**What you are asked to do**
Swap "even-odd rule" for "nonzero winding rule" in everything from the line containing "Target: tree" down to the end of the records. Write out those lines again with nothing else changed.

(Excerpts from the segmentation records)
§

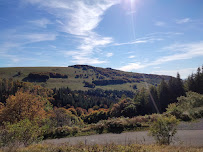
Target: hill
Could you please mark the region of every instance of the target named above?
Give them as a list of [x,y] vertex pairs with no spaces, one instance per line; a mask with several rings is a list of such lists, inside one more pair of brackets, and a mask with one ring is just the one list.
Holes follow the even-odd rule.
[[0,68],[0,77],[32,82],[46,88],[69,87],[72,90],[101,88],[129,91],[142,88],[145,82],[157,85],[162,79],[166,81],[170,79],[170,76],[124,72],[89,65]]

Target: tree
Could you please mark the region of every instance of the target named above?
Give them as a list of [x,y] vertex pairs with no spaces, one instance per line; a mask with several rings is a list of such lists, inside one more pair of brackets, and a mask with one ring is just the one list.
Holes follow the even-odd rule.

§

**The completed task**
Target: tree
Could you please mark the region of every instance of the target named above?
Give them as a list of [x,y] vertex pairs with no spaces, one instance per line; a mask with several rings is a list of such lists, inside one more pair of brackets, and a mask with one ring is just the one list.
Holes follow the nonzero winding rule.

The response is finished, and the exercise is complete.